■ PASSAGE ■
---

Contact with like-minded painters, a group means a great deal to me: nothing comes in isolation. We have worked out our ideas largely by talking them through.. .One depends on one's surroundings. And so the exchange with other artists – and especially the collaboration with Lueg and Polke – matters a lot to me.
As soon as artistic activity turns into an 'ism', it ceases to be artistic activity. To be alive is to engage in a daily struggle for form and for survival. (By way of analogy: social concern is a form and a method that is currently seen as appropriate and right. But where it elevates itself into Socialism, an order and a dogma, then it loses its best and truest qualities and may turn criminal.)
When we describe a process, or make out an invoice, or photograph a tree, we create models; without them we would know nothing of reality and would be animals. Abstract pictures are fictive models, because they make visible a reality that we can neither see nor describe, but whose existence we can postulate.
Shocking, absolutely shocking – they [the German w:Fluxus artists] pissed in the tub, snag the German national anthem, covered the audience with paper, poured laundry detergent into the piano, attached microphones to fountain pens.. ..it was all very cynical and destructive; it was a signal for us and we (the German artists Lueg and Polke and Gerhard Richter himself] became [also] cynical and cocky.

---

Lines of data

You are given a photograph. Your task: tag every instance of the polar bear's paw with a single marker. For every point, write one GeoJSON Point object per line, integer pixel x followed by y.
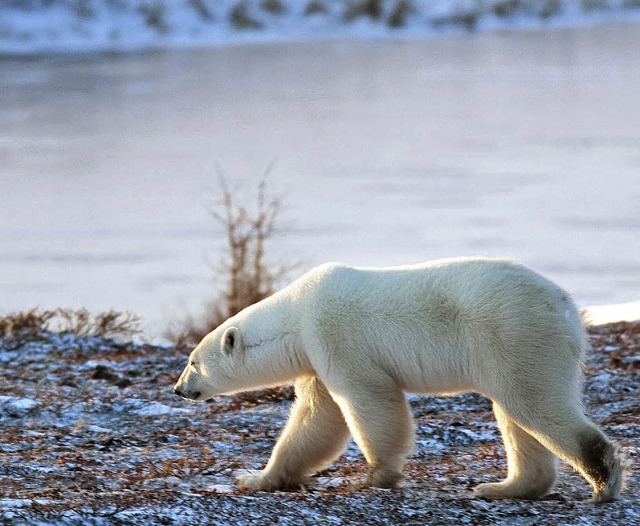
{"type": "Point", "coordinates": [511, 490]}
{"type": "Point", "coordinates": [263, 482]}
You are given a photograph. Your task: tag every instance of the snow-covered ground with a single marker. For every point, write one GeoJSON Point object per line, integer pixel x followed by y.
{"type": "Point", "coordinates": [28, 27]}
{"type": "Point", "coordinates": [91, 434]}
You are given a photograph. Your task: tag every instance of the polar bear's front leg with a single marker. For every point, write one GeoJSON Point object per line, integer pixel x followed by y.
{"type": "Point", "coordinates": [381, 423]}
{"type": "Point", "coordinates": [314, 436]}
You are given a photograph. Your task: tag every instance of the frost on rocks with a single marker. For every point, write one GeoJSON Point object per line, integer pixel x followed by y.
{"type": "Point", "coordinates": [91, 434]}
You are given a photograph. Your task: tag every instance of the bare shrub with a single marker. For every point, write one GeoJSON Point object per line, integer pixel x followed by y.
{"type": "Point", "coordinates": [360, 8]}
{"type": "Point", "coordinates": [154, 14]}
{"type": "Point", "coordinates": [200, 7]}
{"type": "Point", "coordinates": [248, 277]}
{"type": "Point", "coordinates": [273, 7]}
{"type": "Point", "coordinates": [110, 324]}
{"type": "Point", "coordinates": [398, 16]}
{"type": "Point", "coordinates": [315, 7]}
{"type": "Point", "coordinates": [241, 19]}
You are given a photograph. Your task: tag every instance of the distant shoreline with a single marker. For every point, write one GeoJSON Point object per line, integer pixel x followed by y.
{"type": "Point", "coordinates": [101, 26]}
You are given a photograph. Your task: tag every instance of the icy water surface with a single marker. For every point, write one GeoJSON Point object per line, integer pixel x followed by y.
{"type": "Point", "coordinates": [519, 144]}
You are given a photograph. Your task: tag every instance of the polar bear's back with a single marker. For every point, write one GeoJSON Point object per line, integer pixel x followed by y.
{"type": "Point", "coordinates": [449, 319]}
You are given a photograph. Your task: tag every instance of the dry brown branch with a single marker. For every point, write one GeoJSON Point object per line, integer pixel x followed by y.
{"type": "Point", "coordinates": [248, 276]}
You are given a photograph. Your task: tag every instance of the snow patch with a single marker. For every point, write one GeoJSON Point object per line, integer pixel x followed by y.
{"type": "Point", "coordinates": [104, 25]}
{"type": "Point", "coordinates": [17, 407]}
{"type": "Point", "coordinates": [602, 314]}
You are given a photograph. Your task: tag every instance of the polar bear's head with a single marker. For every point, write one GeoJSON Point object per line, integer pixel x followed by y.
{"type": "Point", "coordinates": [213, 365]}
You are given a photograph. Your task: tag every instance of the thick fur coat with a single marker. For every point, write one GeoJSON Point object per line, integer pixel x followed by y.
{"type": "Point", "coordinates": [355, 340]}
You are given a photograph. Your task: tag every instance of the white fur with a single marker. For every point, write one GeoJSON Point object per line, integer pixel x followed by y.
{"type": "Point", "coordinates": [354, 340]}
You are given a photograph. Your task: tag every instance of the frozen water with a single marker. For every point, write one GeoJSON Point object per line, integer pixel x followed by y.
{"type": "Point", "coordinates": [514, 144]}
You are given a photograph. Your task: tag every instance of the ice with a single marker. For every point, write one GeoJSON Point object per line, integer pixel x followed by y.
{"type": "Point", "coordinates": [103, 25]}
{"type": "Point", "coordinates": [16, 406]}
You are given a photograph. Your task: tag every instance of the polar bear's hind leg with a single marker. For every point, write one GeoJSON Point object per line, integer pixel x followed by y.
{"type": "Point", "coordinates": [566, 432]}
{"type": "Point", "coordinates": [531, 466]}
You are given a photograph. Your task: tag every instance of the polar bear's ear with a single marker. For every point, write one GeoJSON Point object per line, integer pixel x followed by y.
{"type": "Point", "coordinates": [231, 340]}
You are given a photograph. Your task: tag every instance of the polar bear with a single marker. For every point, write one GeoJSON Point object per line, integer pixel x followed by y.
{"type": "Point", "coordinates": [355, 340]}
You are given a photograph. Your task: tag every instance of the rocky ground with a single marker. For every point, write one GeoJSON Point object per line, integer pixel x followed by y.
{"type": "Point", "coordinates": [91, 434]}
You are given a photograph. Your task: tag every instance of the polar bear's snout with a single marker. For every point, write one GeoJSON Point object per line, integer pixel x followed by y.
{"type": "Point", "coordinates": [189, 395]}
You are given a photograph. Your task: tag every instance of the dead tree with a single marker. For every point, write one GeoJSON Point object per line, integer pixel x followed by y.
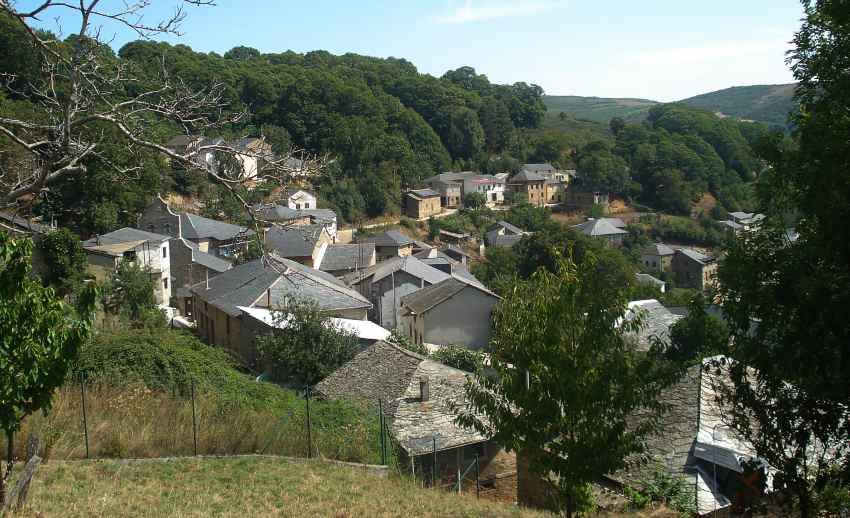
{"type": "Point", "coordinates": [83, 100]}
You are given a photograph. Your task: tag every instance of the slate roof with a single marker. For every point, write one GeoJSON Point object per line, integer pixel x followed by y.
{"type": "Point", "coordinates": [281, 280]}
{"type": "Point", "coordinates": [125, 235]}
{"type": "Point", "coordinates": [393, 374]}
{"type": "Point", "coordinates": [299, 241]}
{"type": "Point", "coordinates": [659, 249]}
{"type": "Point", "coordinates": [421, 194]}
{"type": "Point", "coordinates": [538, 168]}
{"type": "Point", "coordinates": [657, 321]}
{"type": "Point", "coordinates": [388, 238]}
{"type": "Point", "coordinates": [347, 257]}
{"type": "Point", "coordinates": [527, 176]}
{"type": "Point", "coordinates": [421, 301]}
{"type": "Point", "coordinates": [695, 256]}
{"type": "Point", "coordinates": [599, 227]}
{"type": "Point", "coordinates": [193, 226]}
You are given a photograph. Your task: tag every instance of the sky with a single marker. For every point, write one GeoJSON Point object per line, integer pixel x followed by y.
{"type": "Point", "coordinates": [663, 50]}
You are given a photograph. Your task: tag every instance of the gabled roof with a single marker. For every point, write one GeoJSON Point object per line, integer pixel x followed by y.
{"type": "Point", "coordinates": [274, 281]}
{"type": "Point", "coordinates": [347, 257]}
{"type": "Point", "coordinates": [193, 226]}
{"type": "Point", "coordinates": [658, 249]}
{"type": "Point", "coordinates": [125, 235]}
{"type": "Point", "coordinates": [388, 238]}
{"type": "Point", "coordinates": [421, 301]}
{"type": "Point", "coordinates": [298, 241]}
{"type": "Point", "coordinates": [599, 227]}
{"type": "Point", "coordinates": [538, 168]}
{"type": "Point", "coordinates": [527, 176]}
{"type": "Point", "coordinates": [392, 374]}
{"type": "Point", "coordinates": [421, 194]}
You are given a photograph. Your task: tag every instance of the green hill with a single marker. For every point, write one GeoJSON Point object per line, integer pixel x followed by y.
{"type": "Point", "coordinates": [769, 104]}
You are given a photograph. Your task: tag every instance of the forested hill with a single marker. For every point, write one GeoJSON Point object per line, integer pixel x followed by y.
{"type": "Point", "coordinates": [769, 104]}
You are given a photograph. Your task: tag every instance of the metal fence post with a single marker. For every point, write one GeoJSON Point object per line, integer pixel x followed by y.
{"type": "Point", "coordinates": [83, 403]}
{"type": "Point", "coordinates": [309, 431]}
{"type": "Point", "coordinates": [194, 421]}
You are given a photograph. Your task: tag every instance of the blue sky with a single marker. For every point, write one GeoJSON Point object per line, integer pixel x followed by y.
{"type": "Point", "coordinates": [658, 49]}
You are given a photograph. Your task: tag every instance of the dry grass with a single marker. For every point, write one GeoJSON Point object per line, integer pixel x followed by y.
{"type": "Point", "coordinates": [244, 486]}
{"type": "Point", "coordinates": [134, 422]}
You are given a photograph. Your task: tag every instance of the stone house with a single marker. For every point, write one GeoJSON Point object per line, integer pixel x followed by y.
{"type": "Point", "coordinates": [418, 397]}
{"type": "Point", "coordinates": [211, 236]}
{"type": "Point", "coordinates": [421, 203]}
{"type": "Point", "coordinates": [305, 244]}
{"type": "Point", "coordinates": [391, 243]}
{"type": "Point", "coordinates": [530, 184]}
{"type": "Point", "coordinates": [693, 269]}
{"type": "Point", "coordinates": [657, 257]}
{"type": "Point", "coordinates": [449, 312]}
{"type": "Point", "coordinates": [602, 229]}
{"type": "Point", "coordinates": [150, 251]}
{"type": "Point", "coordinates": [271, 282]}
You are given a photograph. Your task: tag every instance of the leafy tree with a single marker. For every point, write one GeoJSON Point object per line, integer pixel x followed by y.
{"type": "Point", "coordinates": [784, 301]}
{"type": "Point", "coordinates": [308, 348]}
{"type": "Point", "coordinates": [474, 200]}
{"type": "Point", "coordinates": [65, 259]}
{"type": "Point", "coordinates": [459, 357]}
{"type": "Point", "coordinates": [570, 421]}
{"type": "Point", "coordinates": [39, 342]}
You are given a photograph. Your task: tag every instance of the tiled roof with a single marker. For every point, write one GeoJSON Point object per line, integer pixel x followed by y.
{"type": "Point", "coordinates": [393, 374]}
{"type": "Point", "coordinates": [599, 227]}
{"type": "Point", "coordinates": [347, 257]}
{"type": "Point", "coordinates": [193, 226]}
{"type": "Point", "coordinates": [299, 241]}
{"type": "Point", "coordinates": [281, 280]}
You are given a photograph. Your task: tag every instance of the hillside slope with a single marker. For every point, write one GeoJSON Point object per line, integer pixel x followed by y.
{"type": "Point", "coordinates": [243, 486]}
{"type": "Point", "coordinates": [769, 104]}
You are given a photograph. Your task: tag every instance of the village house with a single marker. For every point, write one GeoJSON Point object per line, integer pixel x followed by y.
{"type": "Point", "coordinates": [212, 236]}
{"type": "Point", "coordinates": [530, 185]}
{"type": "Point", "coordinates": [271, 282]}
{"type": "Point", "coordinates": [386, 283]}
{"type": "Point", "coordinates": [421, 203]}
{"type": "Point", "coordinates": [602, 229]}
{"type": "Point", "coordinates": [418, 397]}
{"type": "Point", "coordinates": [657, 257]}
{"type": "Point", "coordinates": [148, 250]}
{"type": "Point", "coordinates": [391, 243]}
{"type": "Point", "coordinates": [693, 269]}
{"type": "Point", "coordinates": [340, 260]}
{"type": "Point", "coordinates": [449, 312]}
{"type": "Point", "coordinates": [189, 266]}
{"type": "Point", "coordinates": [305, 244]}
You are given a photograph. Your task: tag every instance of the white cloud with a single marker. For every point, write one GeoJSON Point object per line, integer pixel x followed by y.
{"type": "Point", "coordinates": [693, 55]}
{"type": "Point", "coordinates": [470, 12]}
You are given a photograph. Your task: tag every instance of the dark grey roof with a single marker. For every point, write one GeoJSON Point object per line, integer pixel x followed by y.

---

■ TASK INSTRUCTIONS ■
- A) Filter the records, keeping every line that contains the word "water".
- B) Carry the remarks on painting and artistic practice forward from the point where they end.

■ TASK-BY-TASK OUTPUTS ■
- A)
You are given a photograph. Your task: tag every instance of the icy water surface with a single marker. For every point, write one GeoJSON Point object per line, integer pixel x followed by y.
You are given a photograph. Your task: tag every instance of the frozen water with a single marker. For every point, write one GeoJSON Point object per line, integer pixel x followed by y.

- B)
I can bear this - that I am not the young wild guy [as he was in the 1970's]. I hope that the lust to work doesn't leave me. That would be sad. I am glad to get honors and high prices. But artists are valued today in terms of money, auctions. I wish society would need art more, but it doesn't. So I feel very lonely in this culture.
When I first painted a number of canvases grey all over (about eight years ago), I did so because I did not know what to paint, or what there might be to paint: so wretched a start could lead to nothing meaningful. As time went on, however, I observed differences of quality among the grey surfaces – and also that these betrayed nothing of the destructive motivation that lay behind them. The pictures began to teach me. By generalizing a personal dilemma, they resolved it.
We [Richter and w:Blinky Palermo ] could really just speak about painting. The main thing was about the surface of color or the proportion of color. It was impossible for me to talk to Sigmar Polke about the opacity of color. With Palermo, yes. We supported each other, we comforted each other a little bit. We thought this really could not be true that everything was supposed to be over ['painting' as an expression of art, in the 1970's). Art had to be relevant [in the 1970's], and our art was not relevant.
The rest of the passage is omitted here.